[Data supplied start]

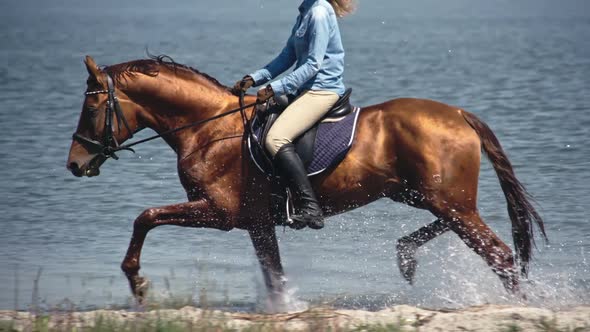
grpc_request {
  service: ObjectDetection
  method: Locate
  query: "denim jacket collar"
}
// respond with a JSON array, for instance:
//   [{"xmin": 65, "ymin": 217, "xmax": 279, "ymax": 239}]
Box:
[{"xmin": 299, "ymin": 0, "xmax": 317, "ymax": 15}]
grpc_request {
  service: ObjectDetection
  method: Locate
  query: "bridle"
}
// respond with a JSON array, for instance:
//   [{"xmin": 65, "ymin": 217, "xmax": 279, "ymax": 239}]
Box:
[
  {"xmin": 72, "ymin": 74, "xmax": 135, "ymax": 159},
  {"xmin": 72, "ymin": 74, "xmax": 258, "ymax": 160}
]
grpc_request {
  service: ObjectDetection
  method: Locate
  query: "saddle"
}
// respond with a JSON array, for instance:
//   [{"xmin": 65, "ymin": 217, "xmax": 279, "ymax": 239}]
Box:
[
  {"xmin": 247, "ymin": 89, "xmax": 360, "ymax": 228},
  {"xmin": 249, "ymin": 88, "xmax": 356, "ymax": 176}
]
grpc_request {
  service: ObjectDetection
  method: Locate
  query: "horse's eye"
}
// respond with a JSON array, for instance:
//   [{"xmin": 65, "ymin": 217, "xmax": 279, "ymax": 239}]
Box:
[{"xmin": 86, "ymin": 107, "xmax": 98, "ymax": 117}]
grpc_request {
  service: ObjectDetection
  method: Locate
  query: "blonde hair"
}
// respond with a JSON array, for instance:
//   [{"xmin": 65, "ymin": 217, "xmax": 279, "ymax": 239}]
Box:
[{"xmin": 328, "ymin": 0, "xmax": 356, "ymax": 17}]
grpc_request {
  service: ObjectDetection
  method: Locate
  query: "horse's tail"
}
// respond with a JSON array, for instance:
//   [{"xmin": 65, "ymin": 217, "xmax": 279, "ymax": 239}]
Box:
[{"xmin": 461, "ymin": 111, "xmax": 547, "ymax": 276}]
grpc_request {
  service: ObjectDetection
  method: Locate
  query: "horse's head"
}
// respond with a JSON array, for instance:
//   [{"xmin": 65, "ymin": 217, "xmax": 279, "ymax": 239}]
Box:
[{"xmin": 67, "ymin": 56, "xmax": 137, "ymax": 176}]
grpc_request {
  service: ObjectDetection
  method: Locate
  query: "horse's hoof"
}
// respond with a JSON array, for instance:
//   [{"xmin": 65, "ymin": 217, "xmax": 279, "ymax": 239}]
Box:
[
  {"xmin": 397, "ymin": 240, "xmax": 418, "ymax": 285},
  {"xmin": 288, "ymin": 219, "xmax": 307, "ymax": 230},
  {"xmin": 133, "ymin": 277, "xmax": 150, "ymax": 305}
]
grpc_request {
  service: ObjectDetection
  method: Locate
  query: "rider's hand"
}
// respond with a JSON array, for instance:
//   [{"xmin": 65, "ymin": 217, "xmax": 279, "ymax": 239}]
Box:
[
  {"xmin": 256, "ymin": 85, "xmax": 275, "ymax": 103},
  {"xmin": 233, "ymin": 75, "xmax": 254, "ymax": 93}
]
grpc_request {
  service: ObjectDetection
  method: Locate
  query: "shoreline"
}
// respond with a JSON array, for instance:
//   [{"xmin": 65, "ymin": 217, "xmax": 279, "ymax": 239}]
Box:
[{"xmin": 0, "ymin": 305, "xmax": 590, "ymax": 332}]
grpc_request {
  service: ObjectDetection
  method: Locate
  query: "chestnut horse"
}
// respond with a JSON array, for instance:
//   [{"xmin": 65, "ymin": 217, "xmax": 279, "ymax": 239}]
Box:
[{"xmin": 67, "ymin": 57, "xmax": 546, "ymax": 302}]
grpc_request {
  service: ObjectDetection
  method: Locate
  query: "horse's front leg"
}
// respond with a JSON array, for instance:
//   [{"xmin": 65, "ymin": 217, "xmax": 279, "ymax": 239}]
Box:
[
  {"xmin": 248, "ymin": 224, "xmax": 286, "ymax": 311},
  {"xmin": 121, "ymin": 200, "xmax": 233, "ymax": 304}
]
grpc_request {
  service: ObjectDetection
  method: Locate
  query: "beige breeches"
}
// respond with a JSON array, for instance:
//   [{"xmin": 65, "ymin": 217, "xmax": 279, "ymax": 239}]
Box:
[{"xmin": 264, "ymin": 90, "xmax": 339, "ymax": 157}]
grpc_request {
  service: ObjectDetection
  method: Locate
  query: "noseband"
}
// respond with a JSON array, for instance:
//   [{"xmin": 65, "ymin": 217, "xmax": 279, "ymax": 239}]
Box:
[{"xmin": 72, "ymin": 74, "xmax": 135, "ymax": 159}]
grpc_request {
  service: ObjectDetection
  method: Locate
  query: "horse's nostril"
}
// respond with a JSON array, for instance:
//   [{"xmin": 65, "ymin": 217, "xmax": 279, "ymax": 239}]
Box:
[
  {"xmin": 68, "ymin": 161, "xmax": 80, "ymax": 171},
  {"xmin": 68, "ymin": 162, "xmax": 84, "ymax": 177}
]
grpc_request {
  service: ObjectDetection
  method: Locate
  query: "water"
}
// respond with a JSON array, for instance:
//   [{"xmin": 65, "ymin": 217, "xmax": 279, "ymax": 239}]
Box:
[{"xmin": 0, "ymin": 0, "xmax": 590, "ymax": 310}]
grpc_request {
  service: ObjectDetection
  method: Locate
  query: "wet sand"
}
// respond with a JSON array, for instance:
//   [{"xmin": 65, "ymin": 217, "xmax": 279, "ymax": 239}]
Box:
[{"xmin": 0, "ymin": 305, "xmax": 590, "ymax": 332}]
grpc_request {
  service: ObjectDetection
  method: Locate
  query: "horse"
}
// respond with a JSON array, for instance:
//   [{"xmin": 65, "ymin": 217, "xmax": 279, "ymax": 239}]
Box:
[{"xmin": 67, "ymin": 56, "xmax": 547, "ymax": 303}]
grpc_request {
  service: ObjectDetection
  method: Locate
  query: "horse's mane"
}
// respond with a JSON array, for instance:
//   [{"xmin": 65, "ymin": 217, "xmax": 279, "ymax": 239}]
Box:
[{"xmin": 104, "ymin": 53, "xmax": 234, "ymax": 94}]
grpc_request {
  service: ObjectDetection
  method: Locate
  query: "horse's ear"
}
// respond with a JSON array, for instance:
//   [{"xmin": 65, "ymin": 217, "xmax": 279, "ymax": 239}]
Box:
[{"xmin": 84, "ymin": 55, "xmax": 100, "ymax": 80}]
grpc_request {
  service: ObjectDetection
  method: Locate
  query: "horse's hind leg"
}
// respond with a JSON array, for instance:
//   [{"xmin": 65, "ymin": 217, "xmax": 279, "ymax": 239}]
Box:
[
  {"xmin": 397, "ymin": 219, "xmax": 449, "ymax": 284},
  {"xmin": 121, "ymin": 200, "xmax": 231, "ymax": 304},
  {"xmin": 448, "ymin": 211, "xmax": 518, "ymax": 293}
]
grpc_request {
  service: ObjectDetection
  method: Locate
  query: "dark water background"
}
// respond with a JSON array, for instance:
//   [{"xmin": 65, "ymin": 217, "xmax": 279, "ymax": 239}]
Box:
[{"xmin": 0, "ymin": 0, "xmax": 590, "ymax": 310}]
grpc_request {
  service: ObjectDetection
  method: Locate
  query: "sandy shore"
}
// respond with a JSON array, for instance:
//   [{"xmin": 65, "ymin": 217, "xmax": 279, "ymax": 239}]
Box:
[{"xmin": 0, "ymin": 305, "xmax": 590, "ymax": 332}]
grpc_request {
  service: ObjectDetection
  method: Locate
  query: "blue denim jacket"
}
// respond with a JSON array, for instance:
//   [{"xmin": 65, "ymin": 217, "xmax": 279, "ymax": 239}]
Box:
[{"xmin": 250, "ymin": 0, "xmax": 345, "ymax": 96}]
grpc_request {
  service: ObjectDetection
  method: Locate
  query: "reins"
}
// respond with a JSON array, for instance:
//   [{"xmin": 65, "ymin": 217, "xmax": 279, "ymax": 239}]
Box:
[{"xmin": 73, "ymin": 74, "xmax": 258, "ymax": 159}]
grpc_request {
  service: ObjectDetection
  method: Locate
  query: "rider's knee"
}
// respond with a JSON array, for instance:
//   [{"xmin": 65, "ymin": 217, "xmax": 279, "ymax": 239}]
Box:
[{"xmin": 264, "ymin": 130, "xmax": 289, "ymax": 156}]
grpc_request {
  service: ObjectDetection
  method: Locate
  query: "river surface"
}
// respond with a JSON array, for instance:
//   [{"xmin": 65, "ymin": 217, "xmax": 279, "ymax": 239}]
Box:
[{"xmin": 0, "ymin": 0, "xmax": 590, "ymax": 310}]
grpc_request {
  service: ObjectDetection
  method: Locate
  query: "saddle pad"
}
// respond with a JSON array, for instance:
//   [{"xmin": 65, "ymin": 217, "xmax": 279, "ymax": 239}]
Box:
[{"xmin": 248, "ymin": 107, "xmax": 360, "ymax": 176}]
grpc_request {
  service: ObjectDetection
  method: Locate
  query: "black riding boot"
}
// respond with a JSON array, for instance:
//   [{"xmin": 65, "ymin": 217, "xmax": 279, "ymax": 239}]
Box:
[{"xmin": 274, "ymin": 143, "xmax": 324, "ymax": 229}]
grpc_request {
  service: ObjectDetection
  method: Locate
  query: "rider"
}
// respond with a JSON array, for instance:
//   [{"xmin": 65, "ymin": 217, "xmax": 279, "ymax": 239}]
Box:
[{"xmin": 234, "ymin": 0, "xmax": 354, "ymax": 229}]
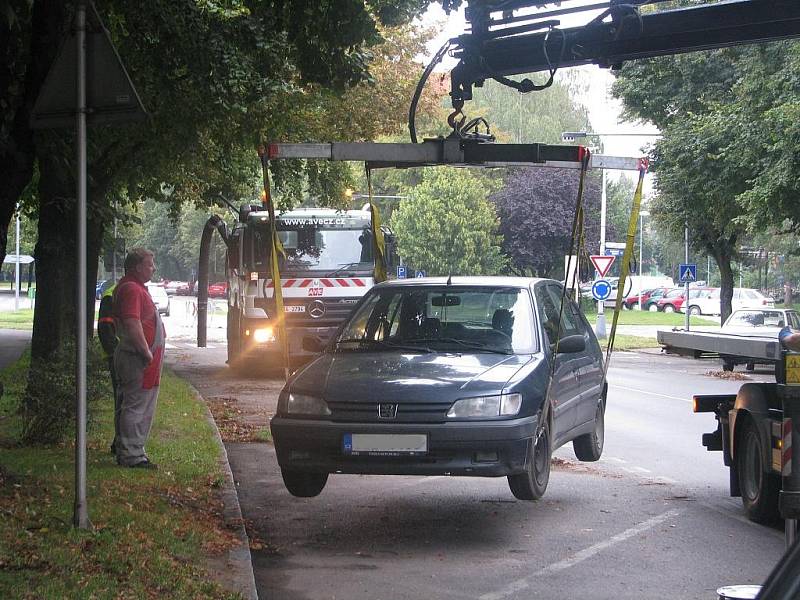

[Data supplied end]

**What you should do:**
Copy out each line of the records that contains the string "jacket", treating uppercase and lowercase as different.

**Solution:**
  query: "denim jacket collar"
  query: "blue denim jacket"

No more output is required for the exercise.